[[ SELECTED EXCERPT, beginning ]]

The goals of the Patient-Centered Primary Care Collaborative (PCPCC) are hard to argue with. The coalition of employers and physician groups hopes to transform how primary care is organized and financed. It says patients will get better treatment, physician payments will be improved and value will be added for purchasers and consumers by allowing patients' family doctors to coordinate care. That coordination will depend on technology.

"I was in a primary care office in Denmark when a patient who needed an aortic valve replacement walked in," he says. "The doctor and patient went online together and looked through images and information that they discussed. They then brought up every hospital in Denmark that did valve replacements. All of the information they needed was right there, from the hospital's rating on the procedure to when it could be scheduled. They made a decision based on the needs of the patient and scheduled the procedure around his daughter's graduation."

"Setting up systems where patients and families can access their health records via the Web has been done, and is being done, all over the country," says Andy Spooner, MD, FAAP, chief medical information officer at Cincinnati's Children's Medical Center. "But it's not step one for most child-health providers. Depending on what survey you read, 70% to 90% of people who care for kids have no electronic medical records at all. You have to implement the system for your own office before you can begin to offer records online for families."

[[ SELECTED EXCERPT, end ]]
[[ SUPPLIED RECORDS, beginning ]]

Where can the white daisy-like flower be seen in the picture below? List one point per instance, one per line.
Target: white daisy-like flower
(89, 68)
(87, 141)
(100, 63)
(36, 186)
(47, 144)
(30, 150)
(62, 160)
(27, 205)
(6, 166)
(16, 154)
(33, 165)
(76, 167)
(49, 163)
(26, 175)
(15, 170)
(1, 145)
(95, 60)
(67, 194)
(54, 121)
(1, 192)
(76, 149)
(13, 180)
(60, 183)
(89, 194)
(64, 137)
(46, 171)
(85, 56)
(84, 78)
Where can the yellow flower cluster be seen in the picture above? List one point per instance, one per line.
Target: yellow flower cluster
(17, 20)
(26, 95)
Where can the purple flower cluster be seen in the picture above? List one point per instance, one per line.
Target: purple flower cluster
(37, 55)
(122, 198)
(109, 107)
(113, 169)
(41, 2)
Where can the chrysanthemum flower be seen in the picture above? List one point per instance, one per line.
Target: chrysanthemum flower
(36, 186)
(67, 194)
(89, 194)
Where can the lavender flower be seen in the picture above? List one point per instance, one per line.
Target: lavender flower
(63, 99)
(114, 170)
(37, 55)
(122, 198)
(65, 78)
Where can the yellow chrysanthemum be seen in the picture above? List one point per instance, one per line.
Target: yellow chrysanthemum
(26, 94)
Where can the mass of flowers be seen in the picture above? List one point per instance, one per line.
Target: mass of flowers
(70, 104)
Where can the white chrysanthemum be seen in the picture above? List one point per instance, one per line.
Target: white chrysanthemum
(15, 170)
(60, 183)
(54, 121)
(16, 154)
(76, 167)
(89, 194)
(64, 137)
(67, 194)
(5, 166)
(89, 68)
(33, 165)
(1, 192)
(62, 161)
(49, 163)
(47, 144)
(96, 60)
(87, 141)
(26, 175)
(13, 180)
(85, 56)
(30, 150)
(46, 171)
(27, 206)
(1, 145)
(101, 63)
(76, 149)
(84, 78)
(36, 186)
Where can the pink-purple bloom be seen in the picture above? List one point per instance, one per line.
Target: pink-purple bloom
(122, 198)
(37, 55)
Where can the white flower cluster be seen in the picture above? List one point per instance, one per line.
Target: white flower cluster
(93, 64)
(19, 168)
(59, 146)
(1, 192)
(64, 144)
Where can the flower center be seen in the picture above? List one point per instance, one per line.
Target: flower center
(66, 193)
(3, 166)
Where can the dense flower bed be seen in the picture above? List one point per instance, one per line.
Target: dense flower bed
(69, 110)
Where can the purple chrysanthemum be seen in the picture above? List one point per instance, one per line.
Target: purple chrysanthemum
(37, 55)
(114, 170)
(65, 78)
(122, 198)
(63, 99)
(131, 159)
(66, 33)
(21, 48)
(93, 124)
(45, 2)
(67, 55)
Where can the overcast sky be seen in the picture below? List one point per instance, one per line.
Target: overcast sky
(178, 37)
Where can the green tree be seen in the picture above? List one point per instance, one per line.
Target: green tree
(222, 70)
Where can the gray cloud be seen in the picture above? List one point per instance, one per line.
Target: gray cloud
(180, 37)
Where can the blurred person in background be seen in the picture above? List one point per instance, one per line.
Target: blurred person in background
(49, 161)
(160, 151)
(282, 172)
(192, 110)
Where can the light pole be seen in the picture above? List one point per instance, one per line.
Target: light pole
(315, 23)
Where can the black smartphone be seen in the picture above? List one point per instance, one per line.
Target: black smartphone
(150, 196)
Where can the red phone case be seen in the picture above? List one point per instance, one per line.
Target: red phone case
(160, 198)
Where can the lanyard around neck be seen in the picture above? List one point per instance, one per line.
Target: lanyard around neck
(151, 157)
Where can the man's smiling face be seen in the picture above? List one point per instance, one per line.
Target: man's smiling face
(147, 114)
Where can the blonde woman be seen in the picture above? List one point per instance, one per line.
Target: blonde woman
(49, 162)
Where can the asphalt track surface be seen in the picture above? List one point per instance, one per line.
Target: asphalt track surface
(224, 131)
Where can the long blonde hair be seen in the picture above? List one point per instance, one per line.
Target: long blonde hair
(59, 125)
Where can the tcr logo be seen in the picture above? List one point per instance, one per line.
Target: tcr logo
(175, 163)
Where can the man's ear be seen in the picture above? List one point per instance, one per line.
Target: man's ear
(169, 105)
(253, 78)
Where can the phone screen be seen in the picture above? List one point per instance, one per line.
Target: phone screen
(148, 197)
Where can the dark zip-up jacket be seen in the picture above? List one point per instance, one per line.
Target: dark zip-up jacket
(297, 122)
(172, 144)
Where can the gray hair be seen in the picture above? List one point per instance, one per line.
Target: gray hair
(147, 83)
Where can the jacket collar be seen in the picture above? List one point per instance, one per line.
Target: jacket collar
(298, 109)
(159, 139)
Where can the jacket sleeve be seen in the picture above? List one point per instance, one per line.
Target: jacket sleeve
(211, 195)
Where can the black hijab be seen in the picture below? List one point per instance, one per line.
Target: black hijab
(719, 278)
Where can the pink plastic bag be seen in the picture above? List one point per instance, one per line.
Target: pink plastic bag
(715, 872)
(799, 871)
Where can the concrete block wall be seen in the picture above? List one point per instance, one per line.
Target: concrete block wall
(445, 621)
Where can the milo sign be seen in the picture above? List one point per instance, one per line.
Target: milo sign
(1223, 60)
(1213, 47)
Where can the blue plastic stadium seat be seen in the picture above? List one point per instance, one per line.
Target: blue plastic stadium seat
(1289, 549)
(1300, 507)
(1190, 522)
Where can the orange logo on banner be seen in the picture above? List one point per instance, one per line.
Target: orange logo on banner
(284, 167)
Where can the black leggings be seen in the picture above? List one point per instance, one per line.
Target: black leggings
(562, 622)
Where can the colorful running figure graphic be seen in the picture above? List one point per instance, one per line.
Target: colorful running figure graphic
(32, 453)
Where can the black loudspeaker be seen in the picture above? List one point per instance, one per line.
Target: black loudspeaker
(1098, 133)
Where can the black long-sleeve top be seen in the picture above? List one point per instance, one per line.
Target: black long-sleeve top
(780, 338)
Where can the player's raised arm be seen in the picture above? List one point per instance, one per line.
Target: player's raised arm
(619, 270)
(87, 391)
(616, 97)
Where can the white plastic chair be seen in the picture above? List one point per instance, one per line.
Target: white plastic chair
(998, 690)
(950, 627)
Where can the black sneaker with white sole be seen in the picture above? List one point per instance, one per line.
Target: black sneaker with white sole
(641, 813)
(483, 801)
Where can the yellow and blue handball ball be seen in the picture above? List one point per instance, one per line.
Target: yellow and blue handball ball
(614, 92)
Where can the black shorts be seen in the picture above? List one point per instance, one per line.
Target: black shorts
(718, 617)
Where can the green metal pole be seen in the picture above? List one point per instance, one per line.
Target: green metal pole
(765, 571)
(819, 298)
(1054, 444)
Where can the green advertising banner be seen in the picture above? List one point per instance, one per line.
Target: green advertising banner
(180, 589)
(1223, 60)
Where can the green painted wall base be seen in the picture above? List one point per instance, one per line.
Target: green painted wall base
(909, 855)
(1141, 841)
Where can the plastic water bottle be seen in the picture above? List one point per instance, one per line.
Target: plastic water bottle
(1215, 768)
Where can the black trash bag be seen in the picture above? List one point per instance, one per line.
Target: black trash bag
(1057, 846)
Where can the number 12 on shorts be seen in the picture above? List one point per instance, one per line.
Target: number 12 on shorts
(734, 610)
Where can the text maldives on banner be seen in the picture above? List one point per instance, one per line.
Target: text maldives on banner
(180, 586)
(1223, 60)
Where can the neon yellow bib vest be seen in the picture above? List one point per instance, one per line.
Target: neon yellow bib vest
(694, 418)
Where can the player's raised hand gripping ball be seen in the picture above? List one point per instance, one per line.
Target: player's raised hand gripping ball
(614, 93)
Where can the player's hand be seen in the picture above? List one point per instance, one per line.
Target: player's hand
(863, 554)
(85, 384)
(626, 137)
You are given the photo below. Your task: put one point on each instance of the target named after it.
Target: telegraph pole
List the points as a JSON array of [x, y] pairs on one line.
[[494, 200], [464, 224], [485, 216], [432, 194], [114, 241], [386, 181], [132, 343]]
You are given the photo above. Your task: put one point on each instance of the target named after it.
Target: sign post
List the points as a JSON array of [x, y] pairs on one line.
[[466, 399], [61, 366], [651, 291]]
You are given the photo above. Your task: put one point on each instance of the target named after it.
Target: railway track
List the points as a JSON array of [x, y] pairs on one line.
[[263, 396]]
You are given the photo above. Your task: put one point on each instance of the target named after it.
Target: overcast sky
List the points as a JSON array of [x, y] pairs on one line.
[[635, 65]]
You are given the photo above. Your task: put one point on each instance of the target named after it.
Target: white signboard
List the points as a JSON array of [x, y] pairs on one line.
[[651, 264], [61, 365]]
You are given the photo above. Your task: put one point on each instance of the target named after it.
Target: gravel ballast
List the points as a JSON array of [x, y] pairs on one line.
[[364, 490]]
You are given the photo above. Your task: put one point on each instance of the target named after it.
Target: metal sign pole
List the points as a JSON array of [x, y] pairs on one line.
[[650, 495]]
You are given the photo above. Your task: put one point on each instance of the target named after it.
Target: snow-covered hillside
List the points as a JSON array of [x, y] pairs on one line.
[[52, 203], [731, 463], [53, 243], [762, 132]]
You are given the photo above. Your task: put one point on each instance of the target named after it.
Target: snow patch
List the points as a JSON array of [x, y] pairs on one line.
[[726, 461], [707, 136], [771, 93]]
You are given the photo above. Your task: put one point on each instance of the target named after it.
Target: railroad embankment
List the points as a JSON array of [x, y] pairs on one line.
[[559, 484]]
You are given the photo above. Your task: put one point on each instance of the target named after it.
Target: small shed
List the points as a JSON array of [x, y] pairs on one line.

[[ SUPPLIED RECORDS, end ]]

* [STUDY QUESTIONS]:
1 - In the excerpt on patient-centered primary care, what share of people who care for kids have no electronic medical records at all?
2 - Rewrite the stretch of the excerpt on patient-centered primary care from "The goals of" through "depend on technology.", changing "employers" to "hospitals".
3 - Continue the excerpt on patient-centered primary care from where it stops.
The items are separate material and unrelated to the excerpt on patient-centered primary care.

* [ANSWER SET]:
1 - 70% to 90%, depending on which survey you read.

2 -
The goals of the Patient-Centered Primary Care Collaborative (PCPCC) are hard to argue with. The coalition of hospitals and physician groups hopes to transform how primary care is organized and financed. It says patients will get better treatment, physician payments will be improved and value will be added for purchasers and consumers by allowing patients' family doctors to coordinate care. That coordination will depend on technology.

3 -
Dr. Spooner is a former chair of The American Academy of Pediatrics, which is part of the PCPCC, along with The American Academy of Physicians, The American College of Physicians and the American Osteopathic Assn. Collectively, these associations represent 330,000 physicians and medical students who deliver primary care nationwide. Because technology costs have traditionally been the responsibility of physicians, any new technology needs to prove a tangible return on investment to be widely adopted.

"Who's going to pay for it? That still needs to be sorted out," says Dr. Grundy. "But all this gnashing about who's going to pay for what is ultimately irrelevant. With the system we have now, we're going to go broke if we stick with the status quo."

He says the Danes spend one-third less per capita than we do, and their administrative spend for healthcare is one of the lowest in the world. Improving efficiencies and reducing waste in the U.S. system would pay for the upfront implementation costs, as small-scale programs and an initiative in North Carolina have shown. North Carolina Medicaid created 15 community-based networks based on the medical home model. About 3,500 primary care physicians participated. An upfront investment of $10.2 million saved $244 million in overall healthcare costs for the state.

Up-front technology costs aren't the only hurdle. The red tape is just as challenging. From privacy issues to data standards, the medical home model will require new laws and mandates to reach its full potential.

"We have a long way to go before agreeing upon standards for how information systems ought to work," says Dr. Spooner. "But without standards, we cannot build a national health information infrastructure."

PAYMENT PREDICAMENT

How care is purchased is another fundamental change that is needed, according to Dr. Grundy. IBM spends $2 billion for healthcare annually.